:: PASSAGE
Middle
East faces up to end to garment quotas in the US
By Feizal Samath in Dubai
Dubai - At the American Garment factory at Sharjah, about 25 km
from here, a few Sri Lankan workers dry clothes and chat while idling
in the small factory compound. There are no sounds of machines at
work.
Inside
the dimly lit corridors of the office a few people are at work,
some looking tired and dishevelled. "The (Indian) owner will
come back in a week and close the factory," said a Sri Lankan
administrative manager, who declined to be named. He said the factory
had progressively reduced the number of workers to 35 from Sri Lanka
from 50 earlier as costs were rising over revenues. Garment industry
sources in Dubai, the commercial hub of the United Arab Emirates,
said the factory had already closed down though workers were not
aware.
A
number of small factories like this one that hire Sri Lankan garment
workers are closing down rapidly as the Middle East's fledgling
garment industry - built on textile quotas concessions in the United
States about 15 years ago - struggles to cope with rising costs
and the phasing out of quotas in the US. The US quota regime ends
in December 2004, an issue that affects mostly small factories which
don't strictly adhere to labour compliance standards by US buyers
because of high costs involved in infrastructure development.
There
are some 3,000 workers from Sri Lanka in Dubai with unofficial estimates
of some 100,000 Sri Lankans, mostly women, in garment industries
across the UAE and the rest of the Middle East. On the other hand,
Jordan is preparing for a re-location of garment factories from
the UAE and other parts of the Middle East because of its special
affiliation to the US.
Jordan
is the only country in the region to be unaffected by US textile
quotas as it has special duty free and quota free access to the
United States. It has been attracting new garment investments due
to this special concession from the US, since the mid-1990s, because
of a peace pact between Jordan and US-backed Israel. More factories
are expected before the year's end.
"Our
factory has been relocated from Bahrain. The management is good
- they have transferred us to Jordan," said Parvan, a young
Bangladeshi woman speaking to The Sunday Times FT during a flight
to Amman from Dubai. Parvan's factory had mostly Sri Lankan workers,
a common phenomenon in most garment factories in the region.
Zarook
Ansar, General Manager at the American Jordanian Company for Apparel,
said Jordan though finding favour with garment firms seeking to
re-locate from elsewhere in the Gulf, was also feeling the uncertain
situation prevailing in the industry.
"This
year is going to be a big re-shuffle when the quotas ends. Factories
are finding their feet in the region not only because of the textile
quota issue but also because of a major threat coming from China,"
he said at his comfortable office at the Qualified Industrial Zone
(QIZ) in the Jordanian city of Irbid near the Iraqi border.
Ansar,
a Sri Lankan with wide industry experience in Madagascar, said China's
wages were three times lower than in Jordan posing a major challenge
to the garment industry here. The minimum wage here is US$ 125 per
month. Most of the garment workers in the Middle East are from Sri
Lanka while a majority of the factories are mainly to utilise US
quotas.
::::
:: DATA LISTING
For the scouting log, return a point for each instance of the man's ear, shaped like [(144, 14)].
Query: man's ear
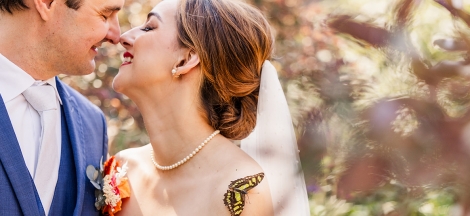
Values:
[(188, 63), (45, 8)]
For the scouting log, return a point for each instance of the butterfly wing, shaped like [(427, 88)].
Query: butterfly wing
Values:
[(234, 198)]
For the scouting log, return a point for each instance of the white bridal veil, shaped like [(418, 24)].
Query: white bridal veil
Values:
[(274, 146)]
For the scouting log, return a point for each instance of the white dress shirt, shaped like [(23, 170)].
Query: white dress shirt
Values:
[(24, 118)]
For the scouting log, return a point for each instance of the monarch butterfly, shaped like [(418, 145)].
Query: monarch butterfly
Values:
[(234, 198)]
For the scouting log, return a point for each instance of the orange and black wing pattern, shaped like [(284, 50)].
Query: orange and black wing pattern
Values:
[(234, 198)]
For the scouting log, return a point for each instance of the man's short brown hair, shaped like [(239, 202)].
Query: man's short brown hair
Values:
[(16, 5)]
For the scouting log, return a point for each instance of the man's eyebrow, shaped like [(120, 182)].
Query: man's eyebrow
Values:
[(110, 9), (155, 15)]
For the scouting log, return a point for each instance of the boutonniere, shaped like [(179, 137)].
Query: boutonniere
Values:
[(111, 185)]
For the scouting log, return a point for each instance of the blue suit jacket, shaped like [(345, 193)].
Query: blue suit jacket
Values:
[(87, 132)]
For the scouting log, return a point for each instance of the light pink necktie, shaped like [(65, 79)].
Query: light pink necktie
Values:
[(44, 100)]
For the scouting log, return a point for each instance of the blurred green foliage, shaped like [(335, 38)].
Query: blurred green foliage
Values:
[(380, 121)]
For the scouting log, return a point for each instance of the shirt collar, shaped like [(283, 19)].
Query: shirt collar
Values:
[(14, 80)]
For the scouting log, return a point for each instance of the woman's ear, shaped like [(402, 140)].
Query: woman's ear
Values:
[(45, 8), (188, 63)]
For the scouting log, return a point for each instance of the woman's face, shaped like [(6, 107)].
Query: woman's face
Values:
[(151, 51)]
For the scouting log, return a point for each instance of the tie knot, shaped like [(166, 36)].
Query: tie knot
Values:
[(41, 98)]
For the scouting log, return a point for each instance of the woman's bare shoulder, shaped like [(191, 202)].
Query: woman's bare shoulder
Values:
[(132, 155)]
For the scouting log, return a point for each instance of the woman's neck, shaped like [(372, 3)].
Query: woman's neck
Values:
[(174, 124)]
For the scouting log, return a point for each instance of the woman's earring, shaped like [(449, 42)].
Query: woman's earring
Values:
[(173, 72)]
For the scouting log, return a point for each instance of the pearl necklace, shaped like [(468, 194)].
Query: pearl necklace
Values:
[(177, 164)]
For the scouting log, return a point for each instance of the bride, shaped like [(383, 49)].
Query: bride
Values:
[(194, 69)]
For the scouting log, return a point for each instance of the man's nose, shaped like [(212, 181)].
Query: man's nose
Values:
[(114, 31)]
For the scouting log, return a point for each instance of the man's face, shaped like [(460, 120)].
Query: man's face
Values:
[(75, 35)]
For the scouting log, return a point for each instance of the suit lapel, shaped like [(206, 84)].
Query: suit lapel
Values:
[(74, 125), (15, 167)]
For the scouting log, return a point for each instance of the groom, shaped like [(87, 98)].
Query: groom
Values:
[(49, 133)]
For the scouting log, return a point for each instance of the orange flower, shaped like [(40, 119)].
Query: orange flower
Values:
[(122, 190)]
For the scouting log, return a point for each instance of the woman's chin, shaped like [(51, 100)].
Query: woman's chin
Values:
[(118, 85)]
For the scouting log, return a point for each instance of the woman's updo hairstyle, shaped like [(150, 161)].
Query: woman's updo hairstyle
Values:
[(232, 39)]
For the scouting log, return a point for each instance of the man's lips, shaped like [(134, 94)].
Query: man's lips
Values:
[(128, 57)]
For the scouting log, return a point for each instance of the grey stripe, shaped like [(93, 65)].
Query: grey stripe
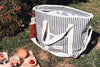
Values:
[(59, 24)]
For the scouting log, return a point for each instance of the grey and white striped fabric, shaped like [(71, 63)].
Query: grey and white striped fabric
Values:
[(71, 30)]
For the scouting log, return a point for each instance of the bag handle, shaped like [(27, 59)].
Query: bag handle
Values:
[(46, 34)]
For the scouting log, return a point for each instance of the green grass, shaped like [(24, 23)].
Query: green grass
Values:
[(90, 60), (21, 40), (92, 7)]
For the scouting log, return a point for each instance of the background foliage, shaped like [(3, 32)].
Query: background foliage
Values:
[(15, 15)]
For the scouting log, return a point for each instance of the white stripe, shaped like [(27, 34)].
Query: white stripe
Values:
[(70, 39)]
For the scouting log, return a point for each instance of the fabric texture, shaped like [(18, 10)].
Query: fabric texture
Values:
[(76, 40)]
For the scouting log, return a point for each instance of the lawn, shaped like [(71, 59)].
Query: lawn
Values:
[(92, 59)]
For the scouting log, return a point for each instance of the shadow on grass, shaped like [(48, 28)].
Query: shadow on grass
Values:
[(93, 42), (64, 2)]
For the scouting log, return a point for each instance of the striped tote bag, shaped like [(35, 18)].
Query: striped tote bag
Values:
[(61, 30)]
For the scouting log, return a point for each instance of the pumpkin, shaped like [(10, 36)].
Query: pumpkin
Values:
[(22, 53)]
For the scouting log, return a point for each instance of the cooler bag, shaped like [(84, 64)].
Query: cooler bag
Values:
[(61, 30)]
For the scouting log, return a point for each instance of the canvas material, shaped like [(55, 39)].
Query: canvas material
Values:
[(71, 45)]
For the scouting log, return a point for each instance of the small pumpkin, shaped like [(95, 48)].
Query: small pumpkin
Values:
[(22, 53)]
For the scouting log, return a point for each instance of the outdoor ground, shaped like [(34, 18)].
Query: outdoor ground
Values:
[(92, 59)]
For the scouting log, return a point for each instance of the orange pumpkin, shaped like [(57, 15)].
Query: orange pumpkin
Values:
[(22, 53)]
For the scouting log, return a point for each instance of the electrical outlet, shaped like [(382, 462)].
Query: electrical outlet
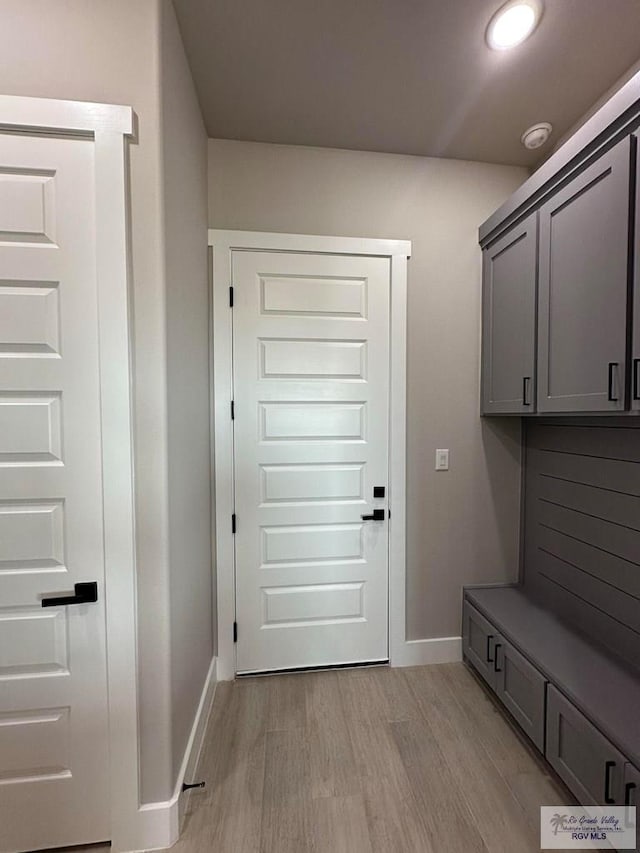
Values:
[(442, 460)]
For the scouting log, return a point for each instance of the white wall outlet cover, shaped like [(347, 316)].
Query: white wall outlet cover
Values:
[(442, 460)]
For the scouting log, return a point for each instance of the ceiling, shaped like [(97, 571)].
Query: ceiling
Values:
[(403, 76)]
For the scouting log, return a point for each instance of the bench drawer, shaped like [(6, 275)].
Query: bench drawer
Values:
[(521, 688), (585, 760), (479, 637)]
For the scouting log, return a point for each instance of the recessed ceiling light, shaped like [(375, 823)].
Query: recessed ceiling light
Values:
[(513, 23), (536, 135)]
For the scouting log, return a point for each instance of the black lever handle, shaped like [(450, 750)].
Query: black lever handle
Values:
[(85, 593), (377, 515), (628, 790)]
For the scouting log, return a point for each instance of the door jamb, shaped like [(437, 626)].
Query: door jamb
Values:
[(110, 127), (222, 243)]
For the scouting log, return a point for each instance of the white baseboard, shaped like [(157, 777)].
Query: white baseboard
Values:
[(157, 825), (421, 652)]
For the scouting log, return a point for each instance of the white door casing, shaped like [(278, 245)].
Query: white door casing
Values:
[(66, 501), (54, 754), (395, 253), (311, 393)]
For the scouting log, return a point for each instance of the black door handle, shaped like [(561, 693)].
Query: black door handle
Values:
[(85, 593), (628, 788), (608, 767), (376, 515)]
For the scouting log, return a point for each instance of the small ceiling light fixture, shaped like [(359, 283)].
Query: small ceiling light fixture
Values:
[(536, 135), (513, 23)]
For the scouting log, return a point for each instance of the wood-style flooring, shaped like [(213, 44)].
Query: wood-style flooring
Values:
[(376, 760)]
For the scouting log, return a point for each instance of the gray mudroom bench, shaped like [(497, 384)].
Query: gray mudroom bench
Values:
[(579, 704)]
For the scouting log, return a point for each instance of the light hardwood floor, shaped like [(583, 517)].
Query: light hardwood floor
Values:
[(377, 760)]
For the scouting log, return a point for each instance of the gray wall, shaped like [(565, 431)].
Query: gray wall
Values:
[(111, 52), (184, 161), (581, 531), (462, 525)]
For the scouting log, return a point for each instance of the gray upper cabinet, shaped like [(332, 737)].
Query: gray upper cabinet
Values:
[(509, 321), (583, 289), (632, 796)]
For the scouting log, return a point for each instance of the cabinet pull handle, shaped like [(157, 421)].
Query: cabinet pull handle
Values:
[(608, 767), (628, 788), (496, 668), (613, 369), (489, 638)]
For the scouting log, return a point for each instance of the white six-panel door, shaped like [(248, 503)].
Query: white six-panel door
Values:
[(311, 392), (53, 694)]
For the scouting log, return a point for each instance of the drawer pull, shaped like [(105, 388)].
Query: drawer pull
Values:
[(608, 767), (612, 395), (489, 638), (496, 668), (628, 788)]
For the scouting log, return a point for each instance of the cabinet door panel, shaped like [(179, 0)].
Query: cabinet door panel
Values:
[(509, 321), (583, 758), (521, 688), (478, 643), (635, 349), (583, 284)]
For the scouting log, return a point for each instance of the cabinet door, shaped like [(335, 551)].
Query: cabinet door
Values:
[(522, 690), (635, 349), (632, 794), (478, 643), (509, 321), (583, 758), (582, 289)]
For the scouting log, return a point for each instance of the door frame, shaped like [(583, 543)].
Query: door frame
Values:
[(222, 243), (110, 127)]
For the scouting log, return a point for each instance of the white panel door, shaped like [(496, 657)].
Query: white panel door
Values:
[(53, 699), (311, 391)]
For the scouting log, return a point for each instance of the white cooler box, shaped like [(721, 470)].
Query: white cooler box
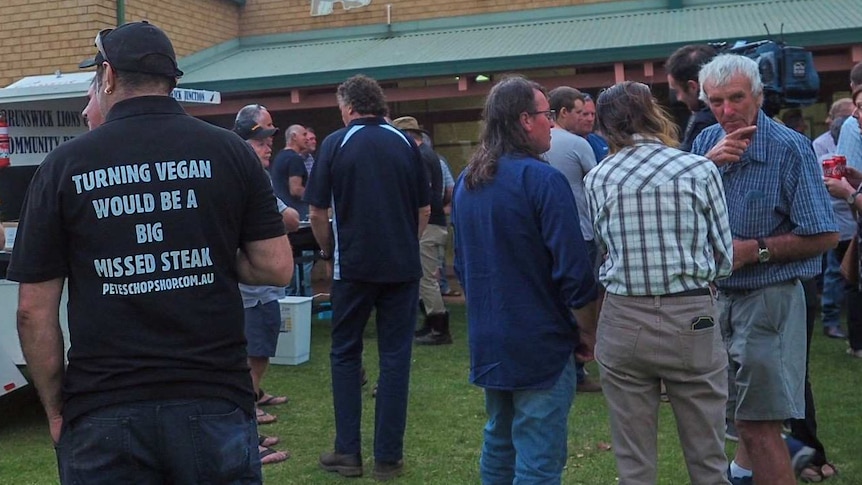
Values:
::::
### PROBLEM SET
1. According to the article on Middle East garment quotas, when does the US quota regime end?
2. Carry on the article about the end of US garment quotas in the Middle East, picking up after its final sentence.

### EXPECTED RESPONSES
1. In December 2004.

2.
Saleh
Diabat, manager of two QIZ's including the one at Irbid, agrees
that the end to US quotas would be an incentive for other companies
to re-locate to Jordan. "Already we have seen a new wave of
investors from Turkey." Nandana J. Lokuwithana, a Sri Lankan
businessman having two garment factories and other interest at the
Sharjah Airport Free Zone, however believes stronger garment factories
will survive the change.
Lokuwithana,
in Dubai for the past 15 years, says Dubai may be better prepared
to face up to the end of textile quotas than Sri Lanka because of
higher productivity, speedier delivery of targets and less holidays.
"Even though the cost per (foreign) garment worker here is
about US $ 250 a month against about $100 in Sri Lanka, we can still
survive the change," he said speaking at his Nilona Garment
factory at the spacious Sharjah zone.
That
however would come at the cost of workers forced to work longer
hours with less pay. In some factories in the UAE, The Sunday Times
FT discovered, workers put in 10-hour work days, six days a week
when the law only permits an 8-hour a day/48 hours per week per
worker with Friday off.
Workers
are paid a minimum of 500 Dirhams (I US$ = 26 Dirhams) a month excluding
food, accommodation and travel to and from home for foreigners.
Garments buyers, who declined to be named, said workers in factories
outside special incentive zones are the ones who would suffer the
transition as owners either shut down or cut costs to survive stringent
compliance standards. "Most garments factories take overbooking
and can't keep to targets. So workers on put on endless 24-hour
shifts," one buyer said.
Workers,
interviewed in their factories, said they were happy with the work
and living conditions and looked forward to returning home with
some savings. However many of them, fearful of losing jobs, were
unable to talk freely about the dark side of garment factories.
For
many of them it is a case of, "from bed to machine, machine
to bed," says a Sri Lankan buyer describing the life of a foreign
garment factory worker. In Sri Lanka, industry officials say some
100,000 to 150,000 workers may lose their jobs when US garment quotes
end this year.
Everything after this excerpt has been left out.